Görev 1: Verilen metinde "Geçmişe takılıp kalanlar" ile "adımı atmaya kararlıyız." arasındaki bölümü, bu iki ifade de dahil, hiçbir değişiklik yapmadan çıkarın.
Görev 2: Verilen metne göre "Güçlendirilmiş Parlamenter Sistem" metni kaç parti ile birlikte hazırlanmıştır?

---- Verilen Metin

Eskişehir Saadet Partisi İl Halkla İlişkiler Başkanı Muhammed Güney haftalık açıklamasında şunları söyledi; “
İçerisinde bulunduğumuz Dünya Kudüs Haftası sebebiyle yinelemek isteriz ki Filistin’de yıllardır dinmeyen bir işgal ve bu işgalde gerçekleştirilen zulüm bütün insanların yüreğini sızlatıyor.
Ve insan haklarını hiçe sayarak; kadın, çocuk, yaşlı gözetmeksizin ölüm yağdıran terör devleti İsrail karşısında dünya suskunluğunu koruyor.
Dünya bir yana dursun maalesef iktidarın İsrail’e olan yaklaşımı bile bu terör devletinin daha da şımarması için yeter de artar.
Herzog’un ziyaretiyle kendini daha mutlu olacağını söyleyen bir Cumhurbaşkanımız var, maalesef…
Aklınızı başınıza, vicdanınızı yüreğinize devşirin!
Sizin İsrail’le olan bu münasebetlerinizi ne akıl kabul eder ne de vicdan!
Bu ziyaret henüz gerçekleşmemişken ona göre bir fikir ve vicdan muhasebesi yapın.
Herzog’un elindeki mazlum kanı elinize bir kez bulaşırsa bir daha çıkmaz bunu da iyi bilin.
YARININ TÜRKİYE’Sİ İLE ESKİ TÜRKİYE DEFTERİNİ KAPATACAĞIZ
Türkiye için, milletimiz için, geleceğimiz için 6 parti ile birlikte hazırlanan “Güçlendirilmiş Parlamenter Sistem” metnimizi milletimizle paylaştık.
Bu mutabakatın sadece önümüzdeki seçim için değil Türkiye’nin geleceği için, önümüzdeki yüzyılı için çok önemli ve tarihi olduğu kanaatindeyiz.
Kinden ve rövanş almaktan beslenen siyasete son vermek istiyoruz.
Çünkü dünün kinini tutanlar, bugün adaleti sağlayamazlar.
Geçmişe takılıp kalanlar yarınları kuramazlar.
Bizler ise Adil Devlet’in tesis edildiği yarınları kurmakta kararlıyız.
İnsanların kendilerini dışlanmış hissettiği; kimliğinden, inancından, yaşam tarzından ve düşüncesinden ötürü temel hak ve hürriyetlerinin elinden alındığı, baskı ve zorbalığa maruz kaldığı, devletin herhangi bir fikir ve yaşam biçimine göre “makul ve makbul” sayıldığı aksi halde damgalandığı bir Türkiye defterini kapatmak istiyoruz.
Ve biz, atmış olduğumuz imzalarla o sayfayı kapatmakta olduğumuza inanıyoruz.
Biz, geçmişin korkularını, bugünün umutsuzluklarını bir kenara bırakıp Yarının Türkiye’si için elimizi taşın altına koyuyoruz. Bedeli ne olursa olsun, Türkiye için bu adımı atmaya kararlıyız.
Yarının Türkiye’sinde Eski Türkiye’nin vesayetine, korkularına, kaygılarına, umutsuzluğuna, asla yer olmayacaktır.
Yarının Türkiye’sinde baskıya, zorbalığa, adaletsizliğe, güvensizliğe, ümitsizliğe yer olmayacaktır.

--------
---- Veri Bölümü

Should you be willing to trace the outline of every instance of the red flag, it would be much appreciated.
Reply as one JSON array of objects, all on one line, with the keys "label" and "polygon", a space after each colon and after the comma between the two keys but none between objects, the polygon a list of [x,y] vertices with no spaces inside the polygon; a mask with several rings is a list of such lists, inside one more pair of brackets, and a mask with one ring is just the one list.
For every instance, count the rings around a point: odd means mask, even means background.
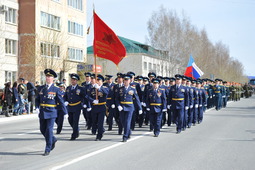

--------

Alıştırma Çıktısı 1:
Geçmişe takılıp kalanlar yarınları kuramazlar.
Bizler ise Adil Devlet’in tesis edildiği yarınları kurmakta kararlıyız.
İnsanların kendilerini dışlanmış hissettiği; kimliğinden, inancından, yaşam tarzından ve düşüncesinden ötürü temel hak ve hürriyetlerinin elinden alındığı, baskı ve zorbalığa maruz kaldığı, devletin herhangi bir fikir ve yaşam biçimine göre “makul ve makbul” sayıldığı aksi halde damgalandığı bir Türkiye defterini kapatmak istiyoruz.
Ve biz, atmış olduğumuz imzalarla o sayfayı kapatmakta olduğumuza inanıyoruz.
Biz, geçmişin korkularını, bugünün umutsuzluklarını bir kenara bırakıp Yarının Türkiye’si için elimizi taşın altına koyuyoruz. Bedeli ne olursa olsun, Türkiye için bu adımı atmaya kararlıyız.

Alıştırma Çıktısı 2: 6 parti ile birlikte hazırlanmıştır.